++++ DATA RECORDS ++++

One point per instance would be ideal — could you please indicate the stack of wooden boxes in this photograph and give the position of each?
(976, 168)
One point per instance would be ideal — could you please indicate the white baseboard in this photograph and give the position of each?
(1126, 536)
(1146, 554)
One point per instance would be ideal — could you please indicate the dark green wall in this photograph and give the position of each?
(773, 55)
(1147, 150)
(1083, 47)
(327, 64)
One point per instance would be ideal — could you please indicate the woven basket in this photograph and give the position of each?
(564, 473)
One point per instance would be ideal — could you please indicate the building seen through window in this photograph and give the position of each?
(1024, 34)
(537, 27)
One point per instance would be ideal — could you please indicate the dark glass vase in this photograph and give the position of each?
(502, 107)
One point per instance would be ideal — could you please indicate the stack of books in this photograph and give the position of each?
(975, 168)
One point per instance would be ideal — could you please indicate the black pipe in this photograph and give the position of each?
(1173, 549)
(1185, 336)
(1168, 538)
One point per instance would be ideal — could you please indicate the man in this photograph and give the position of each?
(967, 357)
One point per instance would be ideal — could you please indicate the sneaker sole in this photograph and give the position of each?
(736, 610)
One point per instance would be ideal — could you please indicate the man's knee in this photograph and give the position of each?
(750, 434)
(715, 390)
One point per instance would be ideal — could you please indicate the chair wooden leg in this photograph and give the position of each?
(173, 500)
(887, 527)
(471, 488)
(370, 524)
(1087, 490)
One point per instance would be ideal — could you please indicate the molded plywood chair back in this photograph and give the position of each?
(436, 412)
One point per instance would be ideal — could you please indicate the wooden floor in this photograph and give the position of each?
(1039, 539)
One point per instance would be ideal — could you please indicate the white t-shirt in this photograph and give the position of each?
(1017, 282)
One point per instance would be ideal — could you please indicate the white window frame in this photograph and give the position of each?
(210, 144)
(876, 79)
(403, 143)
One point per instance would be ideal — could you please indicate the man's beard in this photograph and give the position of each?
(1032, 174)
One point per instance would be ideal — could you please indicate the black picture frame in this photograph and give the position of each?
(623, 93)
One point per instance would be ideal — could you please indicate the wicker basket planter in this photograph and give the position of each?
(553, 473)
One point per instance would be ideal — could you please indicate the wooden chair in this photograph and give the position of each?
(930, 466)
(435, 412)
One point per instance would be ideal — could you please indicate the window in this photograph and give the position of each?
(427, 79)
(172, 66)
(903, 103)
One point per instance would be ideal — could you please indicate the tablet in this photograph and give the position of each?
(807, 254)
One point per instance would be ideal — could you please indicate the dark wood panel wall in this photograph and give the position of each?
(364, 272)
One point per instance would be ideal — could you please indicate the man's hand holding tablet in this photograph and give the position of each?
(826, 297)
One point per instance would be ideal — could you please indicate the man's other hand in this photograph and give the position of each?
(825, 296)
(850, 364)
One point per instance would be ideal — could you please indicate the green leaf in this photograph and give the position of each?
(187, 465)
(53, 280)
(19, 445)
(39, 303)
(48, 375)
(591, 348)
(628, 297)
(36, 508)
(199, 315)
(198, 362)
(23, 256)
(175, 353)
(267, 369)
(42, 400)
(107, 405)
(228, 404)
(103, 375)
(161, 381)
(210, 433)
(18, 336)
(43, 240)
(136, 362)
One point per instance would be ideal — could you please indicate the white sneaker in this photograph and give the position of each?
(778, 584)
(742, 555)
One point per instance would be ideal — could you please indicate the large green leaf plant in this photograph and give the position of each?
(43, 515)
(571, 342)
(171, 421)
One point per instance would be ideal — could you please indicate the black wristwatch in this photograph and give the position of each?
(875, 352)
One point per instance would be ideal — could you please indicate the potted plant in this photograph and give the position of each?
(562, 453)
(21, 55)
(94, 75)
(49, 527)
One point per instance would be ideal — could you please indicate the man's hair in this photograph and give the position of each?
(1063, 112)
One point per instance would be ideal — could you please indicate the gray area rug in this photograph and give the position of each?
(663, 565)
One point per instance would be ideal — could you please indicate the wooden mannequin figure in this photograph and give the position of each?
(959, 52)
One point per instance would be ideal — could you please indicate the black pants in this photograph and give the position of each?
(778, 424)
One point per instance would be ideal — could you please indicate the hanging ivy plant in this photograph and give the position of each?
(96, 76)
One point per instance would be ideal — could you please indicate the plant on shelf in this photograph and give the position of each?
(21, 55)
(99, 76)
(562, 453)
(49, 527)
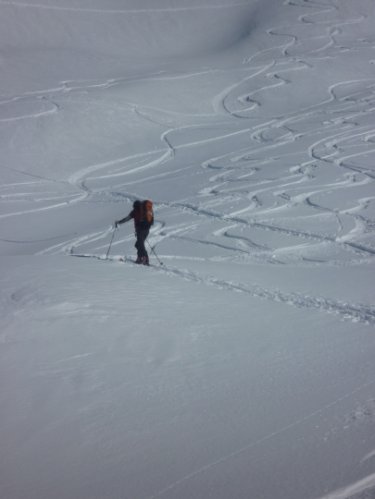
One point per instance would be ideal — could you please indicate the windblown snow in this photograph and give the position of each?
(241, 363)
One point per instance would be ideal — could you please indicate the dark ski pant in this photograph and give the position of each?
(141, 235)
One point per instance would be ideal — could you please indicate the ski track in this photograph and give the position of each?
(344, 493)
(339, 135)
(122, 11)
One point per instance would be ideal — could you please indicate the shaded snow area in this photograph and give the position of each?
(240, 364)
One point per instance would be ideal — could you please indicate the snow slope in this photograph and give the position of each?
(243, 366)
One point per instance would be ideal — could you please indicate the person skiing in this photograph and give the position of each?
(142, 214)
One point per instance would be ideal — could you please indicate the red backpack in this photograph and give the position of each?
(147, 211)
(144, 213)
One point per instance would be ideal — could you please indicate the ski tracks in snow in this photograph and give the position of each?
(321, 151)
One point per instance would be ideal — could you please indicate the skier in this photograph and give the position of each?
(143, 217)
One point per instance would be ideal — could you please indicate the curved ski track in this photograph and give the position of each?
(330, 140)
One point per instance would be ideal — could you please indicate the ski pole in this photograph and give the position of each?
(154, 252)
(110, 244)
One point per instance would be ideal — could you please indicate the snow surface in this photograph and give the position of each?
(243, 367)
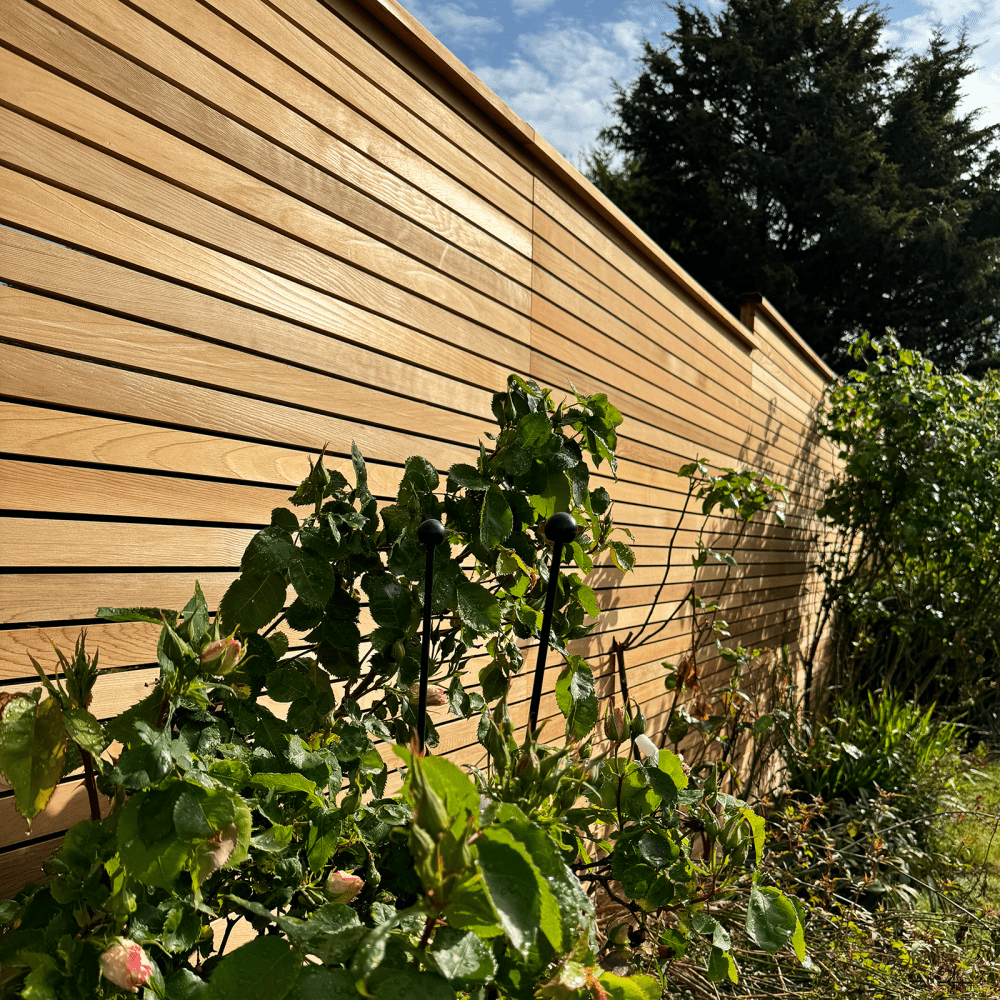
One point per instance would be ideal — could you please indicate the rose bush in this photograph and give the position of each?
(461, 884)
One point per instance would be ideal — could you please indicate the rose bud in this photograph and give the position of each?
(342, 886)
(435, 695)
(214, 853)
(126, 965)
(647, 747)
(222, 655)
(614, 726)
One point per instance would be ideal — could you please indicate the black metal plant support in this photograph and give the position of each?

++++

**EXERCISE AIM**
Render all of the records above as a numbered list, omitting any blank lines and leaving the pictures out.

**COMPLETED TASK**
1. One point per instance would be ideal — could you please indicate the stack of wooden boxes in this photograph and give the position of each?
2. (976, 168)
3. One point per instance would be ideal — could you please indicate the white baseboard in this photograph and give the position of each?
4. (1126, 536)
5. (1146, 554)
6. One point per instance would be ideal — could you please indicate the dark green wall in this photograph and give the position of each?
7. (773, 55)
8. (1147, 150)
9. (1083, 47)
10. (327, 64)
11. One point per instance would be ideal — could you please indicate the woven basket in this photograph and give the position of each?
12. (564, 473)
13. One point per instance would be ideal — could you please indicate the building seen through window in this photograph and give the position of each?
14. (1024, 34)
15. (537, 27)
16. One point per instance would be ideal — could you please indicate the dark glass vase in this photograph and give the position of each?
17. (502, 107)
18. One point per instance would be ideal — could you please indicate the stack of books in this photograph and give the position of each?
19. (975, 168)
20. One point per instance would be ideal — could you please indicate the black pipe in this photograph and give the position of each?
21. (1173, 549)
22. (1185, 336)
23. (1168, 538)
24. One point per instance would be ideal — could you please indicate the man in this photograph and give the position of each?
25. (967, 357)
26. One point per instance would be ideal — could you please indicate the sneaker sole in this photograph and give the position of each?
27. (736, 610)
28. One point per instance would be ideal — could you please indicate the man's knee in this photograph and give the position of each?
29. (750, 434)
30. (715, 390)
31. One point per instance would be ideal — could you please indicate the chair wooden leg in this photograph and give the position of each?
32. (173, 500)
33. (887, 527)
34. (471, 488)
35. (370, 524)
36. (1087, 490)
37. One point per instance would be ideal — could you please indicate the molded plywood chair back in this photograph and give the position of each?
38. (436, 412)
39. One point per instance would be ideal — could you please indicate the wooden floor in this photograph and give the position of each?
40. (1039, 539)
41. One point per instance would be ideal — could you please indicate the white t-shirt in this photograph and give the position of each?
42. (1017, 282)
43. One point per instance would be ideal — could you please indicate the white window frame in this photograph and give the position of each?
44. (210, 144)
45. (876, 79)
46. (403, 143)
47. One point per instance would be ideal — could you please indicate the man's beard in this photograph and give the position of each?
48. (1032, 174)
49. One point per instance would be ideal — could you please indicate the black picture frame in this photograph and give the position of each?
50. (623, 93)
51. One point per instance would be ideal — could you please indicate the wicker basket planter in this photograph and give the position of each?
52. (553, 473)
53. One point per instance would be ideal — could you please indicate the wooden chair in this photograph and give the position of each?
54. (930, 466)
55. (435, 412)
56. One point per instance would be ideal — could you please indicate the window in this photograph and give the position of each?
57. (427, 79)
58. (172, 66)
59. (903, 103)
60. One point per instance would be ideal — could you please indicate the tablet in this photograph and give the position of each?
61. (807, 254)
62. One point per instance would be ideal — could you please indicate the dark wood panel wall in this photograph and give the position of each?
63. (364, 272)
64. One point per instance would be ideal — could you please indicate the man's hand holding tablet in this photograph and give the position of each?
65. (826, 297)
66. One point per instance would be ideal — could you please indicate the man's other hand in this photograph and give the position of each?
67. (825, 296)
68. (850, 364)
69. One point per instance would be ideal — could you please indicate the green leaf in this photograph and give the position of each?
70. (187, 465)
71. (53, 280)
72. (19, 445)
73. (39, 303)
74. (48, 375)
75. (591, 348)
76. (628, 297)
77. (36, 508)
78. (199, 315)
79. (198, 362)
80. (23, 256)
81. (175, 353)
82. (267, 369)
83. (42, 400)
84. (107, 405)
85. (228, 404)
86. (103, 375)
87. (161, 381)
88. (210, 433)
89. (18, 336)
90. (43, 240)
91. (136, 362)
92. One point per instance would be ideal — could you please indicate the white sneaker in this photograph and give the position of each?
93. (778, 584)
94. (742, 555)
95. One point per instance would be ideal — could you please indicate the large green leaf plant in this photograph and give the position of each?
96. (43, 515)
97. (571, 342)
98. (171, 421)
99. One point per instance would be ideal — could you please indicate the black wristwatch in this photograph and give the position of each?
100. (875, 352)
101. One point per instance would be ideal — could you please indicate the potted plant in this photograph and give the position of each?
102. (562, 453)
103. (21, 55)
104. (94, 75)
105. (49, 527)
106. One point per instance would be ideal — could you please indicate the man's hair in this photograph and give the position of each?
107. (1063, 112)
108. One point per instance would be ideal — could you please indicate the gray area rug in this photograph and give the position of each?
109. (663, 565)
110. One point per instance would be ideal — could you please indicate the wooden mannequin figure in this photograph and give the position of each?
111. (959, 52)
112. One point per instance would be ideal — could you please indicate the black pants in this photograph and give the position of each?
113. (778, 424)
114. One point per instance would be ideal — could you please indicate the hanging ivy plant in this photograph and give the position of each?
115. (96, 76)
116. One point per instance would be ideal — could you please indicate the plant on shelf in this photograph and give the position of each?
117. (21, 55)
118. (99, 76)
119. (562, 453)
120. (49, 527)
121. One point per instance would be ideal — could you please indicate the windblown snow in this photograph and give the position of each?
122. (241, 363)
123. One point per instance would be ideal — could you please indicate the dark ski pant in this photograph and give the position of each?
124. (141, 235)
125. One point per instance would be ideal — could you please indicate the ski track in this photograph and give the position of each?
126. (344, 493)
127. (339, 135)
128. (122, 11)
129. One point per instance would be ideal — could you please indicate the shaded snow area in this photograph and give the position of each?
130. (240, 364)
131. One point per instance would be ideal — could you please indicate the snow slope in this photograph and give the position of each?
132. (243, 366)
133. One point per instance would be ideal — could you please indicate the person skiing in this photograph and give the position of each?
134. (142, 214)
135. One point per instance would be ideal — could you please indicate the red backpack in this photograph and give the position of each?
136. (147, 211)
137. (144, 213)
138. One point per instance would be ideal — could you please indicate the ski tracks in snow in this photograph and give the position of each?
139. (321, 151)
140. One point per instance would be ideal — could you please indicate the skier in this photograph and give the position of each?
141. (143, 217)
142. One point per instance would be ideal — could you please indicate the curved ski track in this photograph and give the position of each?
143. (330, 140)
144. One point per instance would be ideal — could you please indicate the ski pole in this photograph and give the position of each?
145. (154, 252)
146. (110, 244)
147. One point per instance would be ideal — could you please indicate the snow surface in this photograph and give the position of each?
148. (243, 367)
149. One point per instance would be ideal — could you please indicate the rose bush in this photograph and give the position of each?
150. (461, 884)
151. One point per instance would be ideal — could you please indicate the rose bud in this photograph and give the position of each?
152. (342, 886)
153. (435, 695)
154. (214, 853)
155. (126, 965)
156. (647, 747)
157. (222, 655)
158. (614, 726)
159. One point per instance would be ideal — could you please indicate the black metal plant support in this photograph and give the position of each?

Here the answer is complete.